Exercise directions | In the listing below, locate the line with "Target: pirelli logo" and the line with "Target: man standing on barrier", then output both and everything between them exactly, minus any pictures.

Available data |
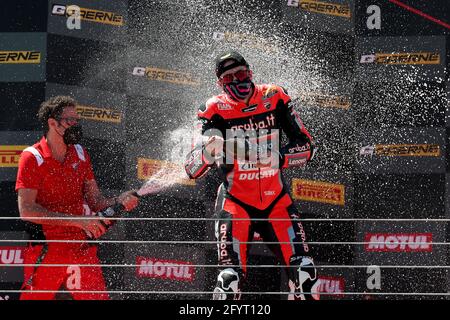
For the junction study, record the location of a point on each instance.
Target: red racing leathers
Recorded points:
(251, 191)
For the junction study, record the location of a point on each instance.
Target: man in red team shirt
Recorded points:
(54, 180)
(253, 116)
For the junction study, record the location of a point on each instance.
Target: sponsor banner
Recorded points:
(406, 151)
(12, 254)
(321, 192)
(99, 114)
(165, 269)
(400, 103)
(20, 103)
(22, 56)
(334, 16)
(105, 21)
(398, 242)
(447, 105)
(377, 279)
(5, 296)
(393, 195)
(165, 75)
(318, 191)
(415, 58)
(34, 11)
(86, 63)
(334, 282)
(108, 161)
(11, 145)
(406, 59)
(156, 74)
(246, 40)
(332, 286)
(402, 150)
(447, 195)
(322, 100)
(103, 112)
(148, 168)
(88, 14)
(402, 243)
(10, 155)
(401, 18)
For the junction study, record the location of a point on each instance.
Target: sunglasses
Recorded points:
(241, 75)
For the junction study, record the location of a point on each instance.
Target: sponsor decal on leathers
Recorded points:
(20, 57)
(402, 58)
(402, 150)
(10, 155)
(318, 191)
(322, 7)
(165, 269)
(398, 242)
(99, 114)
(155, 168)
(87, 14)
(164, 75)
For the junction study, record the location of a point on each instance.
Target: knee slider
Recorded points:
(304, 282)
(228, 285)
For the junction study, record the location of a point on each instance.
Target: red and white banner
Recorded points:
(11, 255)
(165, 269)
(334, 286)
(398, 242)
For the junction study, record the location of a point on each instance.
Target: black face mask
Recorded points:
(73, 134)
(239, 90)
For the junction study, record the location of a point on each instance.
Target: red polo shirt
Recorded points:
(60, 185)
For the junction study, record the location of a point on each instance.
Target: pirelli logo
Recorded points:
(164, 75)
(402, 58)
(149, 167)
(245, 39)
(10, 155)
(328, 8)
(317, 191)
(99, 114)
(20, 57)
(402, 150)
(92, 15)
(326, 101)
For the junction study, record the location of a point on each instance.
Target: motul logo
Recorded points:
(332, 285)
(11, 255)
(399, 242)
(165, 269)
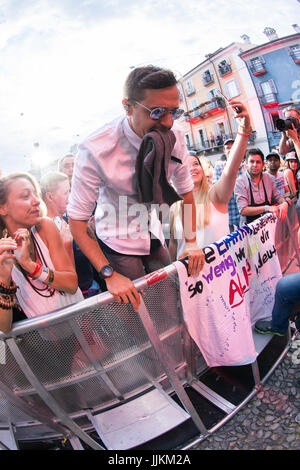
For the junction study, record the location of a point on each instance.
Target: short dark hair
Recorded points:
(148, 77)
(273, 154)
(255, 152)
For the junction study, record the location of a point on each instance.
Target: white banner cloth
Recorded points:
(235, 288)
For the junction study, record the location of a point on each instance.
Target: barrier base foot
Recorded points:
(138, 421)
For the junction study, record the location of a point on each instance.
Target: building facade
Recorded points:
(274, 68)
(208, 119)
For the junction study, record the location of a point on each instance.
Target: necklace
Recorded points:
(37, 255)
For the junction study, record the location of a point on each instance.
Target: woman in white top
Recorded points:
(211, 201)
(42, 269)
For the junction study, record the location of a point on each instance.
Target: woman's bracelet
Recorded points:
(246, 130)
(12, 288)
(37, 268)
(44, 274)
(244, 135)
(51, 277)
(7, 301)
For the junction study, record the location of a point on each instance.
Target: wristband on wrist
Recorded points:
(50, 277)
(37, 268)
(244, 135)
(44, 274)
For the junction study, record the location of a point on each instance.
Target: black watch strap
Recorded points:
(106, 271)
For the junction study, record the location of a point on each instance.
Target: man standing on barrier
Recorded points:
(113, 167)
(256, 192)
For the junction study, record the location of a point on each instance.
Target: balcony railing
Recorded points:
(208, 148)
(210, 108)
(207, 79)
(295, 55)
(258, 68)
(269, 100)
(190, 91)
(224, 69)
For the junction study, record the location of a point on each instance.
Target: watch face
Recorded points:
(106, 271)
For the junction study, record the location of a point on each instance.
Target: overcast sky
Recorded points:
(63, 62)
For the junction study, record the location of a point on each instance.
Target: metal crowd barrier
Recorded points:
(74, 373)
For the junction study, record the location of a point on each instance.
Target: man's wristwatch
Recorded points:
(106, 271)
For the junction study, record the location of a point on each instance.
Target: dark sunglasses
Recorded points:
(159, 113)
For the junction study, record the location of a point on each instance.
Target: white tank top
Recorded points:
(217, 228)
(29, 300)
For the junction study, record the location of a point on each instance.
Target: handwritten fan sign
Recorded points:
(235, 288)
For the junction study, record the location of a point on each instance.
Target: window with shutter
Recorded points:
(232, 88)
(294, 52)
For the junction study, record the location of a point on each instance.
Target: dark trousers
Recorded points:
(135, 266)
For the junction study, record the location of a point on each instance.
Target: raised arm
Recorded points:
(7, 292)
(221, 192)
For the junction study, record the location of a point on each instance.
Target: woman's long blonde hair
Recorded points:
(202, 202)
(4, 190)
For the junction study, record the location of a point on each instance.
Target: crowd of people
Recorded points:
(68, 236)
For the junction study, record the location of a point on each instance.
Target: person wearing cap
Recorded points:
(291, 173)
(256, 192)
(290, 139)
(233, 211)
(273, 164)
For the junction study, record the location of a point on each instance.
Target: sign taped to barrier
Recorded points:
(235, 288)
(2, 352)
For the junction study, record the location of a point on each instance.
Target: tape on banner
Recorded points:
(2, 352)
(152, 278)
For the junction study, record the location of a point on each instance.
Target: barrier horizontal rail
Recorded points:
(98, 354)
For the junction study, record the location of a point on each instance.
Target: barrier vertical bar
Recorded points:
(87, 350)
(168, 367)
(47, 397)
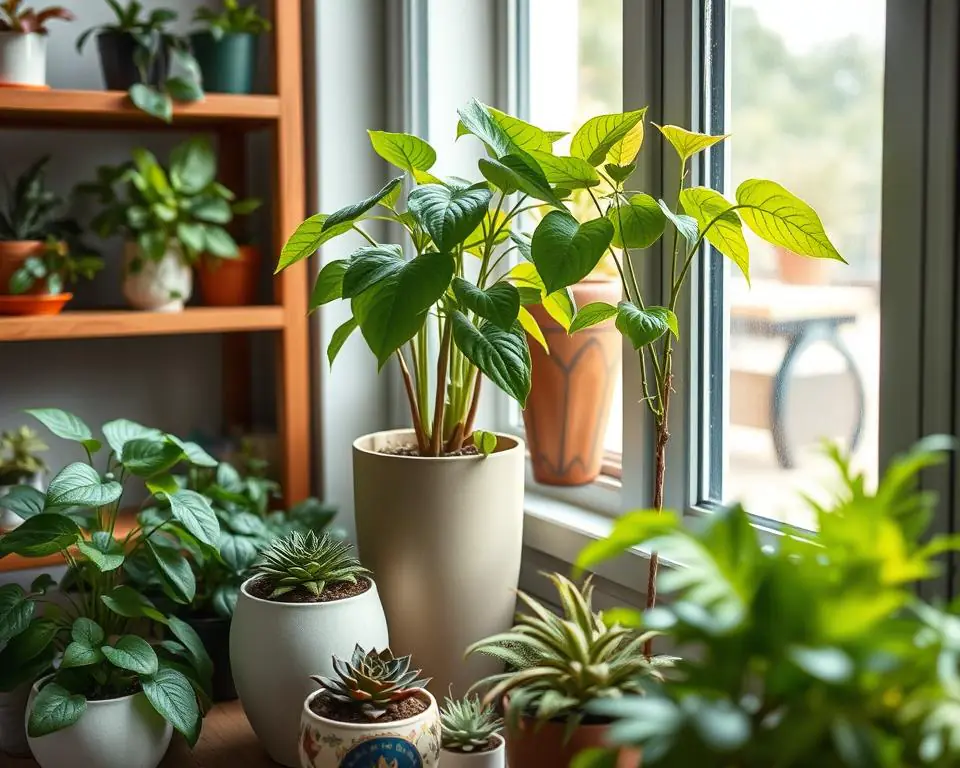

Solved exercise |
Target: pirelli logo
Recorded points:
(164, 75)
(402, 58)
(149, 167)
(245, 39)
(10, 155)
(328, 8)
(317, 191)
(99, 114)
(20, 57)
(402, 150)
(92, 15)
(326, 101)
For the junction study, record the location of a point on each instance.
Target: motul logo
Recorded points:
(332, 285)
(11, 255)
(399, 242)
(165, 269)
For the junction study, record the location of a point on each instance.
Target: short dark hair
Recorded points:
(148, 77)
(273, 154)
(255, 152)
For the junction study, record the location of a point on each instance.
Target: white banner cloth
Recorded points:
(235, 288)
For the junction study, record the location of a point on each instance.
Target: barrier base foot
Recorded points:
(138, 421)
For the junction study, record the location of a point on each instance.
Target: building facade
Recorded points:
(274, 68)
(208, 119)
For the junction study, record the location of a point on each instance.
Target: necklace
Recorded points:
(37, 255)
For the junction study, record the location of a point on each instance.
Target: woman in white top
Recorded points:
(211, 201)
(42, 269)
For the junction study, record the location of a point on each instance.
Target: woman's bracelet
Recorded points:
(246, 130)
(12, 288)
(37, 268)
(44, 274)
(244, 135)
(51, 277)
(7, 301)
For the junction study, record the location of a point on each instance.
Target: wristband on wrist
Recorded points:
(50, 277)
(37, 268)
(244, 135)
(44, 274)
For the junction study, record the location of a point on each instance.
Target: black watch strap
Recorded points:
(106, 271)
For the junction study, record the location of a point on each instance.
Target: man standing on barrier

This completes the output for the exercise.